:: DOCUMENT TEXT ::
Re: Trouble using pg_rewind to undo standby promotion

From: Craig McIlwee <craigm(at)vt(dot)edu>
To: Torsten Förtsch <tfoertsch123(at)gmail(dot)com>
Cc: pgsql-general(at)lists(dot)postgresql(dot)org
Subject: Re: Trouble using pg_rewind to undo standby promotion
Date: 2024-11-07 13:26:46
Message-ID: CAGqBcTZKSYTuVmf6ppR=GKYPtgKKOp6DASaP6YZYUAks49EHoQ@mail.gmail.com
Views: Raw Message | Whole Thread | Download mbox | Resend email
Thread:
Lists: pgsql-general

On Thu, Nov 7, 2024 at 4:47 AM Torsten Förtsch <tfoertsch123(at)gmail(dot)com>
wrote:

> Your point of divergence is in the middle of the 7718/000000BF file. So,
> you should have 2 such files eventually, one on timeline 1 and the other on
> timeline 2.
>
> Are you archiving WAL on the promoted machine in a way that your
> restore_command can find it? Check archive_command and archive_mode on the
> promoted machine.
:::
Return the pg_rewind mailing list reply word for word, in full.
:: RECORDS ::
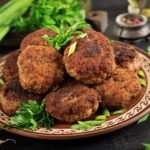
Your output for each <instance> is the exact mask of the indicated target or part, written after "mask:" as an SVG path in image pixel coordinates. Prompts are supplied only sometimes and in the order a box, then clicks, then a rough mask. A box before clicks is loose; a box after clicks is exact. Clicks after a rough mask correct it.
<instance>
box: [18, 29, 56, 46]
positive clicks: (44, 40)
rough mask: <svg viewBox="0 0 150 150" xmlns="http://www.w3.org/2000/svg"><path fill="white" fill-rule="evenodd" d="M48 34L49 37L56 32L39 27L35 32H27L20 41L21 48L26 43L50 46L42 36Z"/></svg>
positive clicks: (51, 35)
mask: <svg viewBox="0 0 150 150" xmlns="http://www.w3.org/2000/svg"><path fill="white" fill-rule="evenodd" d="M44 35H49V36H51V37H53V36H56V33H55V32H54V31H52V30H50V29H39V30H37V31H35V32H32V33H30V34H28V35H27V36H26V37H25V38H24V39H23V40H22V42H21V46H20V48H21V49H24V48H26V47H27V46H28V45H41V46H50V45H49V44H48V43H47V41H45V40H44V39H43V38H42V36H44Z"/></svg>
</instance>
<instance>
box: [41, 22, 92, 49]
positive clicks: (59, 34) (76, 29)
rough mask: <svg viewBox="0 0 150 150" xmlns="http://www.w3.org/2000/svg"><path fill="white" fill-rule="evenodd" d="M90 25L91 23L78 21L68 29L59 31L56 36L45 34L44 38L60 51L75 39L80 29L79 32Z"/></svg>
mask: <svg viewBox="0 0 150 150" xmlns="http://www.w3.org/2000/svg"><path fill="white" fill-rule="evenodd" d="M89 27H90V26H89V24H87V23H85V22H80V23H76V24H74V25H72V26H71V27H70V28H68V30H66V31H61V32H59V34H58V35H57V36H55V37H49V36H48V35H44V36H43V39H44V40H46V41H47V42H48V43H49V45H51V46H52V47H54V48H56V49H57V50H58V51H59V50H61V49H62V47H63V46H65V45H66V44H68V43H69V42H70V41H71V40H72V39H73V37H74V35H75V34H77V33H80V31H79V32H78V30H81V29H83V28H89Z"/></svg>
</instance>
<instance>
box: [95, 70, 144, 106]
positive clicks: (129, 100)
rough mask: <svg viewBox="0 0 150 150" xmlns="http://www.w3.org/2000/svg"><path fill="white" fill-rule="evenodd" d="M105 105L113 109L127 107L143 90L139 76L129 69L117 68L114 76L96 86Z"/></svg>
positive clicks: (96, 87)
mask: <svg viewBox="0 0 150 150" xmlns="http://www.w3.org/2000/svg"><path fill="white" fill-rule="evenodd" d="M96 89H97V91H98V92H99V93H100V95H101V96H102V103H103V105H104V106H106V107H108V108H111V109H122V108H126V107H128V106H129V104H131V102H132V99H133V98H134V97H136V96H137V95H138V94H139V93H140V92H141V89H142V88H141V85H140V82H139V78H138V76H137V75H136V74H135V73H134V72H131V71H129V70H127V69H120V68H118V69H116V71H115V72H114V74H113V76H112V77H111V78H109V79H107V80H105V81H104V82H103V83H102V84H100V85H97V86H96Z"/></svg>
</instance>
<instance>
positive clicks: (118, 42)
mask: <svg viewBox="0 0 150 150" xmlns="http://www.w3.org/2000/svg"><path fill="white" fill-rule="evenodd" d="M112 46H113V49H114V53H115V60H116V64H117V65H119V66H120V67H123V68H127V69H129V70H131V71H138V70H139V69H140V67H141V63H142V60H141V57H140V55H139V53H138V52H137V51H136V48H135V47H134V46H131V45H129V44H125V43H120V42H116V41H114V42H113V43H112Z"/></svg>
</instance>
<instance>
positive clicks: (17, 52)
mask: <svg viewBox="0 0 150 150" xmlns="http://www.w3.org/2000/svg"><path fill="white" fill-rule="evenodd" d="M19 54H20V51H19V50H17V51H14V52H12V53H10V54H9V55H8V56H7V58H6V60H5V63H4V66H3V77H4V79H5V81H8V80H10V79H11V78H14V77H18V66H17V59H18V56H19Z"/></svg>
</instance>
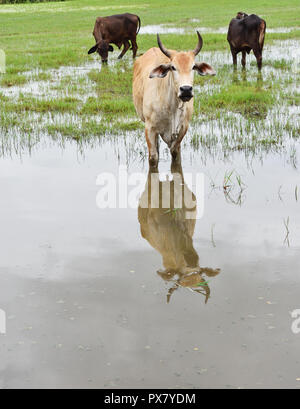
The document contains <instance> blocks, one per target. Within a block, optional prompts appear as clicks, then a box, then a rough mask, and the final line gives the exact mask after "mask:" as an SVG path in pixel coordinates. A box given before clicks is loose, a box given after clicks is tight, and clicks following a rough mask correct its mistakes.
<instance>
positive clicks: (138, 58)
mask: <svg viewBox="0 0 300 409" xmlns="http://www.w3.org/2000/svg"><path fill="white" fill-rule="evenodd" d="M197 36H198V44H197V46H196V48H195V49H194V50H193V51H186V52H184V51H180V52H177V51H174V50H168V49H166V48H165V47H164V46H163V44H162V42H161V40H160V37H159V35H157V42H158V46H159V48H151V49H150V50H148V51H147V52H146V53H145V54H144V55H142V56H141V57H139V58H138V59H137V61H136V62H135V64H134V73H133V100H134V105H135V108H136V111H137V113H138V115H139V117H140V118H141V119H142V121H144V122H145V133H146V141H147V144H148V150H149V163H150V165H151V166H157V164H158V150H157V146H158V136H159V135H160V136H161V137H162V139H163V140H164V141H165V142H166V143H167V145H168V146H169V148H170V151H171V154H172V156H173V158H176V157H177V156H178V157H180V155H178V153H180V143H181V141H182V139H183V137H184V135H185V134H186V132H187V130H188V126H189V121H190V119H191V116H192V113H193V99H192V98H193V96H194V90H193V80H194V73H195V72H196V73H198V74H200V75H215V71H214V70H213V68H212V67H211V66H210V65H209V64H207V63H203V62H202V63H198V62H196V61H195V57H196V55H197V54H199V52H200V50H201V48H202V45H203V40H202V37H201V35H200V34H199V32H198V31H197Z"/></svg>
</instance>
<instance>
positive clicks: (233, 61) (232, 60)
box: [231, 47, 237, 68]
mask: <svg viewBox="0 0 300 409" xmlns="http://www.w3.org/2000/svg"><path fill="white" fill-rule="evenodd" d="M231 54H232V61H233V65H234V68H236V66H237V57H236V56H237V52H236V51H235V49H234V48H233V47H231Z"/></svg>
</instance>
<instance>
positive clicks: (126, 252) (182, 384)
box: [0, 142, 300, 388]
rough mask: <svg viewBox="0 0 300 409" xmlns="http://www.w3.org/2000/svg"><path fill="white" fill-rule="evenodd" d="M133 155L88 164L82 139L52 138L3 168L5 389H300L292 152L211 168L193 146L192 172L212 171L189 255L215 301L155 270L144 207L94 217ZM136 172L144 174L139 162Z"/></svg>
mask: <svg viewBox="0 0 300 409" xmlns="http://www.w3.org/2000/svg"><path fill="white" fill-rule="evenodd" d="M295 150H296V152H295V155H296V156H297V158H299V153H300V149H299V145H298V144H297V145H295ZM124 152H126V147H125V146H124V145H123V143H122V144H121V145H120V144H119V149H118V154H117V155H116V148H114V147H113V146H112V144H110V143H105V144H104V145H102V146H101V147H99V148H86V149H85V150H84V155H79V156H78V151H77V146H76V143H75V142H73V143H66V144H65V146H64V147H63V148H61V147H59V146H57V145H56V144H50V143H48V142H45V143H44V144H41V145H39V146H38V148H36V149H34V151H33V152H32V154H31V155H29V154H24V155H22V158H21V159H17V158H16V157H15V156H14V157H13V158H9V157H6V158H2V160H1V163H0V175H1V176H0V183H1V190H2V194H1V200H0V208H1V212H0V222H1V227H2V228H1V230H2V231H5V235H1V243H0V245H1V267H0V269H1V275H0V280H1V283H0V285H1V289H2V290H1V303H2V304H1V307H2V308H4V309H5V311H6V313H7V319H8V322H7V335H6V336H5V338H3V340H1V341H2V347H1V360H0V362H1V363H0V365H1V374H2V375H1V387H4V388H6V387H32V386H34V387H122V388H123V387H132V386H133V385H134V386H136V387H141V388H142V387H162V388H166V387H174V386H176V387H197V388H198V387H212V386H216V387H232V388H238V387H298V386H299V382H298V383H297V378H299V376H300V374H299V363H298V361H297V356H298V355H299V349H300V344H299V335H298V336H297V335H295V334H293V333H292V331H291V324H292V318H291V315H290V312H291V311H293V310H295V309H297V308H299V280H300V279H299V274H298V272H299V268H300V261H299V250H300V230H299V223H300V212H299V206H300V203H299V201H298V198H297V195H296V196H295V191H296V188H297V187H300V180H299V170H298V169H297V167H295V166H294V164H293V163H291V161H290V158H289V156H286V155H284V154H283V155H282V154H280V153H272V154H269V155H267V156H266V157H265V158H260V159H255V158H254V159H252V161H251V164H249V163H247V161H246V160H245V159H244V156H243V155H242V154H241V153H235V154H234V156H233V157H232V159H231V160H228V161H227V160H226V161H218V160H213V159H211V158H209V157H207V161H206V164H204V163H203V162H202V161H201V159H200V156H199V155H198V154H197V153H195V152H194V151H193V150H191V149H189V148H187V147H185V148H184V154H183V158H182V162H183V171H184V173H185V172H186V173H189V172H191V173H193V174H196V173H197V172H201V173H204V175H205V200H204V215H203V217H202V218H201V219H200V220H197V222H196V226H195V231H194V234H193V236H192V240H191V242H190V244H189V245H188V246H190V250H191V251H193V252H196V254H197V255H198V257H199V266H200V267H201V268H203V270H202V277H203V279H205V281H206V282H207V285H208V286H209V289H210V297H209V298H208V300H207V303H206V304H205V297H204V296H203V295H202V294H199V293H198V292H196V291H193V290H192V288H189V282H187V283H185V284H184V283H183V281H181V285H177V288H175V289H176V291H175V290H174V284H176V282H177V281H176V280H177V277H166V276H164V275H163V274H162V273H160V274H158V271H161V270H162V269H163V268H164V265H163V260H162V256H161V254H160V252H159V251H157V250H155V249H154V248H153V247H152V246H151V245H150V244H149V242H148V241H147V240H145V239H143V238H142V236H141V227H142V226H141V221H139V220H138V210H137V209H119V210H118V209H106V210H103V209H102V210H100V209H99V208H97V206H96V195H97V193H98V191H99V187H97V186H96V177H97V175H98V174H100V173H101V172H112V173H114V174H117V172H118V166H119V164H120V163H122V164H124V163H126V160H127V159H128V158H126V155H125V154H124ZM119 154H120V155H119ZM12 159H13V160H12ZM167 159H168V158H167V157H166V154H164V155H163V158H162V162H161V166H160V169H161V172H164V171H165V172H169V170H170V162H169V160H167ZM128 169H129V172H130V173H132V172H136V171H141V172H144V173H145V174H146V173H147V166H146V165H145V164H144V163H142V162H140V161H139V160H132V161H130V164H129V165H128ZM232 171H234V174H233V177H232V180H231V181H230V182H228V184H230V185H231V186H232V189H230V193H229V195H227V194H226V192H225V191H224V189H223V186H224V178H225V177H226V175H228V173H229V172H232ZM237 175H240V177H241V180H242V186H243V189H242V191H241V190H240V188H239V184H238V182H237V178H236V176H237ZM191 188H192V187H191ZM224 193H225V194H224ZM239 195H241V198H240V200H238V197H239ZM231 199H232V200H231ZM165 217H169V216H167V215H166V216H165ZM287 223H288V232H287V228H286V224H287ZM174 234H175V235H176V234H179V232H178V231H177V232H176V231H174V232H172V230H170V231H169V234H168V235H167V236H166V237H165V239H166V240H167V241H170V243H172V241H173V240H174V236H173V235H174ZM175 238H176V237H175ZM179 251H180V248H179ZM216 269H220V271H216ZM212 270H214V271H213V273H212V274H210V273H211V271H212ZM183 278H184V277H183ZM183 278H181V280H182V279H183ZM186 280H187V278H186ZM198 281H199V280H198ZM175 287H176V285H175ZM171 288H173V291H172V292H171V298H169V303H167V301H168V295H169V296H170V289H171ZM4 289H5V291H3V290H4ZM233 360H234V362H235V364H234V365H232V361H233ZM78 364H80V367H81V370H80V371H74V368H75V367H76V366H77V365H78Z"/></svg>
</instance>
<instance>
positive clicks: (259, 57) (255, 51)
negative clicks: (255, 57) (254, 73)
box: [253, 48, 262, 70]
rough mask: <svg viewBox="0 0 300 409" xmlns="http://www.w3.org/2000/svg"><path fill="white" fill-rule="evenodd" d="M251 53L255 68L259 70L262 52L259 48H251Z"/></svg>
mask: <svg viewBox="0 0 300 409" xmlns="http://www.w3.org/2000/svg"><path fill="white" fill-rule="evenodd" d="M253 53H254V55H255V57H256V61H257V67H258V69H259V70H261V67H262V52H261V49H260V48H253Z"/></svg>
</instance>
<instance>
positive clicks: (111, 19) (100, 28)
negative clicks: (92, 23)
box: [88, 13, 141, 63]
mask: <svg viewBox="0 0 300 409" xmlns="http://www.w3.org/2000/svg"><path fill="white" fill-rule="evenodd" d="M140 27H141V20H140V18H139V16H136V15H135V14H129V13H125V14H116V15H114V16H108V17H98V18H97V20H96V23H95V27H94V31H93V35H94V37H95V40H96V45H94V47H92V48H91V49H90V50H89V52H88V53H89V54H92V53H94V52H96V51H97V52H98V54H99V55H100V57H101V59H102V62H103V63H107V59H108V52H109V51H113V50H114V49H113V47H112V46H111V45H110V44H115V45H116V46H117V47H119V48H121V47H122V45H124V48H123V50H122V52H121V54H120V55H119V57H118V58H122V57H123V55H124V54H125V53H126V51H127V50H128V49H129V47H130V43H129V41H130V42H131V46H132V51H133V58H135V56H136V52H137V49H138V46H137V43H136V36H137V34H138V32H139V31H140Z"/></svg>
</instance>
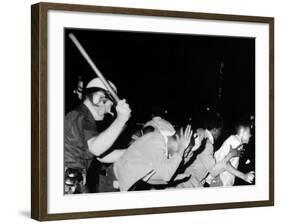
:::
**SOLUTION TO THIS PROBLEM**
Re: Trouble using pg_rewind to undo standby promotion

From: Craig McIlwee <craigm(at)vt(dot)edu>
To: Torsten Förtsch <tfoertsch123(at)gmail(dot)com>
Cc: pgsql-general(at)lists(dot)postgresql(dot)org
Subject: Re: Trouble using pg_rewind to undo standby promotion
Date: 2024-11-07 13:26:46
Message-ID: CAGqBcTZKSYTuVmf6ppR=GKYPtgKKOp6DASaP6YZYUAks49EHoQ@mail.gmail.com
Views: Raw Message | Whole Thread | Download mbox | Resend email
Thread:
Lists: pgsql-general

On Thu, Nov 7, 2024 at 4:47 AM Torsten Förtsch <tfoertsch123(at)gmail(dot)com>
wrote:

> Your point of divergence is in the middle of the 7718/000000BF file. So,
> you should have 2 such files eventually, one on timeline 1 and the other on
> timeline 2.
>
> Are you archiving WAL on the promoted machine in a way that your
> restore_command can find it? Check archive_command and archive_mode on the
> promoted machine.